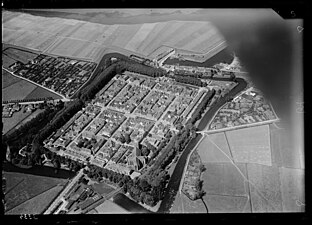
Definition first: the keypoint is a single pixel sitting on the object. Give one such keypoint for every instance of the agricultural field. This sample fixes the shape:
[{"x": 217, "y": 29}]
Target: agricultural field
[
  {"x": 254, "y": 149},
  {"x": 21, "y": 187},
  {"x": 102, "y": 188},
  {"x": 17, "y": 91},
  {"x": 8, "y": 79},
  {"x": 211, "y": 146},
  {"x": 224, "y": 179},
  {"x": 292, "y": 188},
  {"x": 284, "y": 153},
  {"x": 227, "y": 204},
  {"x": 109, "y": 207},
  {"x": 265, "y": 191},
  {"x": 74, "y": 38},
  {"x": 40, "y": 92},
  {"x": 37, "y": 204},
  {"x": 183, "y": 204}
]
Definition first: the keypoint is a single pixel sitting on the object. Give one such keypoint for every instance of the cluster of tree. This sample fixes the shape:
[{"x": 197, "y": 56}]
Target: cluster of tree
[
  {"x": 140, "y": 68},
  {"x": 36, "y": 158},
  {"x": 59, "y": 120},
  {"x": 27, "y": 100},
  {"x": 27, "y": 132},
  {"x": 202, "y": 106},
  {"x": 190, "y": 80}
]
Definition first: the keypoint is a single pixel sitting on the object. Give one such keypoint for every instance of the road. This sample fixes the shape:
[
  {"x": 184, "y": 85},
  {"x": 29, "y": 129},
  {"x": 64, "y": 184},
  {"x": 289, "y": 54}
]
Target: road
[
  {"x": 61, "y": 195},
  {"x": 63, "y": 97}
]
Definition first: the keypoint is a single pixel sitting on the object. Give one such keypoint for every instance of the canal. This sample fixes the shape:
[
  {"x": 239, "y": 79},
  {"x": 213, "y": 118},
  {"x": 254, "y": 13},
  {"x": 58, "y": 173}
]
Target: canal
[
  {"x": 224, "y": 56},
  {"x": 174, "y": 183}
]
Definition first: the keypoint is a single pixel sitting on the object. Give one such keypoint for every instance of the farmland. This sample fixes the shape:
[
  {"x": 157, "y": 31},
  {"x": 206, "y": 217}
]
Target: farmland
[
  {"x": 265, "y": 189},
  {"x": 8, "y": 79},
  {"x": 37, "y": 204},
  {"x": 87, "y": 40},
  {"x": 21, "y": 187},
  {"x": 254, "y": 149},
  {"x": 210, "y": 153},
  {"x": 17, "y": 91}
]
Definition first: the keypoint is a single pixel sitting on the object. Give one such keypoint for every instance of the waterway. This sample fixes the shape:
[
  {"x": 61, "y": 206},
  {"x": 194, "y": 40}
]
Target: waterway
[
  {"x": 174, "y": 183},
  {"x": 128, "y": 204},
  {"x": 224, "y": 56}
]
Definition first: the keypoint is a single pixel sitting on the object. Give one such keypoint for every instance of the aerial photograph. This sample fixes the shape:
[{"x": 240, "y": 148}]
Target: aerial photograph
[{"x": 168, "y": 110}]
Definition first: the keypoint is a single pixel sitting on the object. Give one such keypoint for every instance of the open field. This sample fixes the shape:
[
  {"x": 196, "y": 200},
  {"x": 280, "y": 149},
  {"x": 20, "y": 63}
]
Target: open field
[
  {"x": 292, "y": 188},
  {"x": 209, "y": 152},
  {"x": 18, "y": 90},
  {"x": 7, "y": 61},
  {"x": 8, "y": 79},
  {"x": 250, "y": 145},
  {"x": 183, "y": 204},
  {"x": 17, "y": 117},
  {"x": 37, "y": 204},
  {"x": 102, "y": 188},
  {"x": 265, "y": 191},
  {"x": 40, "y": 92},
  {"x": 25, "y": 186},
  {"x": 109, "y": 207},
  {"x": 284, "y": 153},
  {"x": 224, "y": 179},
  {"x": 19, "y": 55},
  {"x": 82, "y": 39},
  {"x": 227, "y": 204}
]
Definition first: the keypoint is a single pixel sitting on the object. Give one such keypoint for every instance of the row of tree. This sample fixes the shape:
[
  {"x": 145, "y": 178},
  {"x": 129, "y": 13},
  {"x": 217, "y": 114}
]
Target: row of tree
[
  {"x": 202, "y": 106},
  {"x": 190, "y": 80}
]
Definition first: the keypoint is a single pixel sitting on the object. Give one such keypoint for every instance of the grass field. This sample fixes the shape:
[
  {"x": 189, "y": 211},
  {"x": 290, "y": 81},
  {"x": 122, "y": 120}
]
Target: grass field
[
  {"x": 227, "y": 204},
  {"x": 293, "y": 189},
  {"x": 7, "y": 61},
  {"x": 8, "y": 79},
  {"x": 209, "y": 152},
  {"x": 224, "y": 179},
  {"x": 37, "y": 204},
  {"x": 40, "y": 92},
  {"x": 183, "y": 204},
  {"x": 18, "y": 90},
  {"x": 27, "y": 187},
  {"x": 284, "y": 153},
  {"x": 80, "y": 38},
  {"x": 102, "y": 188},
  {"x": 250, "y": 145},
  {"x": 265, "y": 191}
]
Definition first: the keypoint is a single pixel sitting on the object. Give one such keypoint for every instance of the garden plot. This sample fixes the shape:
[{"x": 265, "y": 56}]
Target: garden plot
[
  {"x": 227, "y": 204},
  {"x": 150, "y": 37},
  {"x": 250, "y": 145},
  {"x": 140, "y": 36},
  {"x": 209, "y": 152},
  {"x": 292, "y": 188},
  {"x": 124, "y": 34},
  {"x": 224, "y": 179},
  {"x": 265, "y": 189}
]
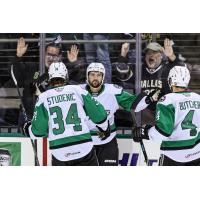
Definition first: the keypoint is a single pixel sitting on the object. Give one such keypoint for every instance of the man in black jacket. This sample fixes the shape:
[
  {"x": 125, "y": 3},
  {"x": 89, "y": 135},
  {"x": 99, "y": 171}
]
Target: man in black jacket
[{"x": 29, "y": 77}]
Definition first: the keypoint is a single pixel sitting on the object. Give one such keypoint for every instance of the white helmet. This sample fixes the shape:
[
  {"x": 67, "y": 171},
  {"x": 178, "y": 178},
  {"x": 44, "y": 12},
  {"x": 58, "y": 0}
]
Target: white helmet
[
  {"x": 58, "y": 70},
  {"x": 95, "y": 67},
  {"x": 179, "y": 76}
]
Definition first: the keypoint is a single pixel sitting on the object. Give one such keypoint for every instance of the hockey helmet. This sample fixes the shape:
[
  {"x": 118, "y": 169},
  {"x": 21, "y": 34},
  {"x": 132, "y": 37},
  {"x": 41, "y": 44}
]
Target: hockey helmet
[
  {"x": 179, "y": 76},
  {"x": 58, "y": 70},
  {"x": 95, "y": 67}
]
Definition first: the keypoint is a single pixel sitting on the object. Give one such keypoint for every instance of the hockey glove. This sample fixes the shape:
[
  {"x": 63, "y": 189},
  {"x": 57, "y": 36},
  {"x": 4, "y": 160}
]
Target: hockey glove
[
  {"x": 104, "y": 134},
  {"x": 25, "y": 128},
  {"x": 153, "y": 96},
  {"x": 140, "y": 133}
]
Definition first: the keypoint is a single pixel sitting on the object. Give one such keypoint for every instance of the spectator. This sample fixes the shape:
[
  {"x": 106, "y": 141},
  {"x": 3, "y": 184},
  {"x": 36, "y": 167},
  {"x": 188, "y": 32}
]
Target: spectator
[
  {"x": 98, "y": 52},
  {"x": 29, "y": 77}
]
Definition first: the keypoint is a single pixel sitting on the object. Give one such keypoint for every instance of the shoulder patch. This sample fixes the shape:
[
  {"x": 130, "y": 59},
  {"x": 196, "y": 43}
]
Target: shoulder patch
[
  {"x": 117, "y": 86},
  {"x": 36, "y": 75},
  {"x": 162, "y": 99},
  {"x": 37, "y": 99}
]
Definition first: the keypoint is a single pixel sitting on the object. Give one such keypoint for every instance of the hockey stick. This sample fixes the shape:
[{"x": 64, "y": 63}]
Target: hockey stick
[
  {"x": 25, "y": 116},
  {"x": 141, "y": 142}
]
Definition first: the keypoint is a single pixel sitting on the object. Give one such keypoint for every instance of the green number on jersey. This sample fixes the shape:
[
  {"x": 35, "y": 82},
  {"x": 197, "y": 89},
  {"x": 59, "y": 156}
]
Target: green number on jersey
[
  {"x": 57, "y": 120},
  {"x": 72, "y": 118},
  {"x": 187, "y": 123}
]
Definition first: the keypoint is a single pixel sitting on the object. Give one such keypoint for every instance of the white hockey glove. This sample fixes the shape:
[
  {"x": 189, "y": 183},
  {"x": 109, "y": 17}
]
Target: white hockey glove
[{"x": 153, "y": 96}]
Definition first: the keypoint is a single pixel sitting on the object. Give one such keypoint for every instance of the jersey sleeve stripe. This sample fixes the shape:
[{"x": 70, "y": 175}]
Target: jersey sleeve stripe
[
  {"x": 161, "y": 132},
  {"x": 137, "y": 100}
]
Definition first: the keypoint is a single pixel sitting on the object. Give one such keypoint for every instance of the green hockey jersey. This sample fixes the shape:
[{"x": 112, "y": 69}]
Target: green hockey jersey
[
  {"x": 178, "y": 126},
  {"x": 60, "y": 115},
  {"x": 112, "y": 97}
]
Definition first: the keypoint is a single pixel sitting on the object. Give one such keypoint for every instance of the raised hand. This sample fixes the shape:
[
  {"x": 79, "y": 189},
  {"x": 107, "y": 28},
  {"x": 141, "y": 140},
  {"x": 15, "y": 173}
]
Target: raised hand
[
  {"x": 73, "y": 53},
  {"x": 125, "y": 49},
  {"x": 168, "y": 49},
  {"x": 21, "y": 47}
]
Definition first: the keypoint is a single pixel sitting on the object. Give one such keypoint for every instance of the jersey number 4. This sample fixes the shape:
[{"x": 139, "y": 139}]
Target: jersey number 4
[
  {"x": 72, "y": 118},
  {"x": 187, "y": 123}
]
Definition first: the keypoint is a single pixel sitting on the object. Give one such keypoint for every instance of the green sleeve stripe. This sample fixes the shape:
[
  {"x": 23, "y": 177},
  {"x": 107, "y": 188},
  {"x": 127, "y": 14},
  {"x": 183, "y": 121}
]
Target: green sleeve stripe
____________
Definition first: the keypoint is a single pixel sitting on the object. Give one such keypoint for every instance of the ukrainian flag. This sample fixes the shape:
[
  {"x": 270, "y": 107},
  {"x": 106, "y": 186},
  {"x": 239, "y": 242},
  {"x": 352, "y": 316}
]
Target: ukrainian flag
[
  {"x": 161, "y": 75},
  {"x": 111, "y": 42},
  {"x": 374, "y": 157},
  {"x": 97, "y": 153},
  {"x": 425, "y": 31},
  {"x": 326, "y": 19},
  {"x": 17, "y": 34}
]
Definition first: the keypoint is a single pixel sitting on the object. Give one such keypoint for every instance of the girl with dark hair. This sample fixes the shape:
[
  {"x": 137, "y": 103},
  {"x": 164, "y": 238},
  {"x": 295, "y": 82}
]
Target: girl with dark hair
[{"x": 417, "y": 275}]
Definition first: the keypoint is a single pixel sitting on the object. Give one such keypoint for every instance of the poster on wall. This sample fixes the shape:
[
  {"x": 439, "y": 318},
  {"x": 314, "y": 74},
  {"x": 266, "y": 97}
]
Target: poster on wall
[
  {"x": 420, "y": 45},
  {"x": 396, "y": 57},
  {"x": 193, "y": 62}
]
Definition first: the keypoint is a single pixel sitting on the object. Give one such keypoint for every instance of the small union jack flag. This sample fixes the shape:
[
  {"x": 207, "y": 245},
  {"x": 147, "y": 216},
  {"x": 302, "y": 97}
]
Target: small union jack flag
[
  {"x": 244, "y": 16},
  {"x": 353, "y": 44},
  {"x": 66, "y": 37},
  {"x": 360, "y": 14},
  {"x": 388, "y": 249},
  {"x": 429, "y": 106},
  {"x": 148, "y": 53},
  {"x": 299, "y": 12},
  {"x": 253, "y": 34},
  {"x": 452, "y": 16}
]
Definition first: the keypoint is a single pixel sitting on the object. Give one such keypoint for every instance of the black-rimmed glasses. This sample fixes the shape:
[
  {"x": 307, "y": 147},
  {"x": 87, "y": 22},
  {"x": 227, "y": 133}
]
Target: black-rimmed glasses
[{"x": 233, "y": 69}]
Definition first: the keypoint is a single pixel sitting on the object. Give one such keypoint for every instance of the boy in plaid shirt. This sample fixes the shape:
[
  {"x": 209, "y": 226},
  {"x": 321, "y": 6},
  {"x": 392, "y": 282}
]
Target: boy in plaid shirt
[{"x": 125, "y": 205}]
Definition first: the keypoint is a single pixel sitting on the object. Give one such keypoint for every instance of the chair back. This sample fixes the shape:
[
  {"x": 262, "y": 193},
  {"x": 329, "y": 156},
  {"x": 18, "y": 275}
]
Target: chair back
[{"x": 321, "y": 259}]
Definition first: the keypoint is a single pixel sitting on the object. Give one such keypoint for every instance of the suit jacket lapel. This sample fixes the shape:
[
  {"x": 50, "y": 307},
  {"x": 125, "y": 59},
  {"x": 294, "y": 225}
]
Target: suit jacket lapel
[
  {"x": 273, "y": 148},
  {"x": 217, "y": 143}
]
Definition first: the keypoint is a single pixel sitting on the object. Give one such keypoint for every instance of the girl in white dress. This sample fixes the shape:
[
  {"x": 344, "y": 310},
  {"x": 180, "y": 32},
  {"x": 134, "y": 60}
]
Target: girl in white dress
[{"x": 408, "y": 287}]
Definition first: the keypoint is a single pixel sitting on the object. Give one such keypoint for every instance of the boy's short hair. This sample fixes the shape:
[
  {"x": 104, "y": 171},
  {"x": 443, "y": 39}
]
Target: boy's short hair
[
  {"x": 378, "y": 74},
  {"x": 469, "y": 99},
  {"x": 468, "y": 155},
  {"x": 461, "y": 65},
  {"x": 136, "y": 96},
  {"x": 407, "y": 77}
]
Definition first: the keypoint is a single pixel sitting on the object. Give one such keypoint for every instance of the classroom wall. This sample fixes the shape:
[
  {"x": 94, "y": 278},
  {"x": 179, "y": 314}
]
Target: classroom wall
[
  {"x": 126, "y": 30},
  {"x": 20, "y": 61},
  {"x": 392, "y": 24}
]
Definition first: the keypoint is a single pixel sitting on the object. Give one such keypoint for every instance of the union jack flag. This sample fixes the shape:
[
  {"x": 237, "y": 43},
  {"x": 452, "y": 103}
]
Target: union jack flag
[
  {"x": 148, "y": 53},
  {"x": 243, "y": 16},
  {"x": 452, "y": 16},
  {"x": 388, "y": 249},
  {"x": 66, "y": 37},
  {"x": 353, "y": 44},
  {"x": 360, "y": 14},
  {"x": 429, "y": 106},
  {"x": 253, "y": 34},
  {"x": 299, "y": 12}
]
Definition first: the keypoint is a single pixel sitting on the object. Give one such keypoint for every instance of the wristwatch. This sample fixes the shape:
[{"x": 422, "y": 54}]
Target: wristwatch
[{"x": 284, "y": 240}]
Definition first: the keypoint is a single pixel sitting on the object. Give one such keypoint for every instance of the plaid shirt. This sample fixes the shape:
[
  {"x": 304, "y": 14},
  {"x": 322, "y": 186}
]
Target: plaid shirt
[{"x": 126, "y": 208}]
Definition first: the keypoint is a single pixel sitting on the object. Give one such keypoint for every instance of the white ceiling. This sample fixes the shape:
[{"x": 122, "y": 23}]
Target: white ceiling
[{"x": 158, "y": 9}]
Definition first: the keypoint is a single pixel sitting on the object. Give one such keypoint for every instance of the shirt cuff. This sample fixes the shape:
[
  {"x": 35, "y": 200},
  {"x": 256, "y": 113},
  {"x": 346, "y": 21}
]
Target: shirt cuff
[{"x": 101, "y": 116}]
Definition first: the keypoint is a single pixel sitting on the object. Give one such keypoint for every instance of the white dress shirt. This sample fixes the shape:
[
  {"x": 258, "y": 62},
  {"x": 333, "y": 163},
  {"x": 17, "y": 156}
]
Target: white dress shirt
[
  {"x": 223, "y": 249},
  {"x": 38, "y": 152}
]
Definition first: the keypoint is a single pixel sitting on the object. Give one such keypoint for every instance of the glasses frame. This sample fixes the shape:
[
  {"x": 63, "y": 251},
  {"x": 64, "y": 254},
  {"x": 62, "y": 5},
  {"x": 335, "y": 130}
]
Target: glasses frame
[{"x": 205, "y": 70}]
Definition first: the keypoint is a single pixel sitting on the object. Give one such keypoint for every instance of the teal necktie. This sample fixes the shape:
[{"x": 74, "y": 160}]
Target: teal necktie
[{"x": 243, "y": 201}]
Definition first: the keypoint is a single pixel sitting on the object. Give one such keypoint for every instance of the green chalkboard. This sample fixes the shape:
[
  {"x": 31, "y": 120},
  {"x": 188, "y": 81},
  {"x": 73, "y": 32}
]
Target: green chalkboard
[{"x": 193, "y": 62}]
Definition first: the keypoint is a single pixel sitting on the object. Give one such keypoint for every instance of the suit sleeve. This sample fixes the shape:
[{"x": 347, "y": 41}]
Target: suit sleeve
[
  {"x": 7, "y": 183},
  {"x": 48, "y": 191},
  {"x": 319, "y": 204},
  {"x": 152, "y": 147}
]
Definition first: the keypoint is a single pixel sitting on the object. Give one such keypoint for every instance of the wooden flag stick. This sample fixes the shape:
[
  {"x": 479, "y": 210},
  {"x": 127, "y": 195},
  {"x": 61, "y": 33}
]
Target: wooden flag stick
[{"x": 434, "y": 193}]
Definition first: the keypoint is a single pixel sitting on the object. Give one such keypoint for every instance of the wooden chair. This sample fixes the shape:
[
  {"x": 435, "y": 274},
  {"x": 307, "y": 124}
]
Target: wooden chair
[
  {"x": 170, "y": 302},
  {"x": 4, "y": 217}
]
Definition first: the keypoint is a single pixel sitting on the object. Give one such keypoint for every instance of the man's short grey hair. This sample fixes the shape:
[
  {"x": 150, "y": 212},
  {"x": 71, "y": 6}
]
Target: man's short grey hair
____________
Collect every line in the material above that contains the word "helmet", and copy each of those lines in full.

*The output*.
Definition first: the keypoint is a single pixel sitting on the object. Give one such keypoint for every instance of the white helmet. This sample fixes the shape:
Target: white helmet
Definition first: the keypoint is a single pixel sitting on the object. Give one such keypoint for every instance of the hockey helmet. This sample fixes the shape:
Target: hockey helmet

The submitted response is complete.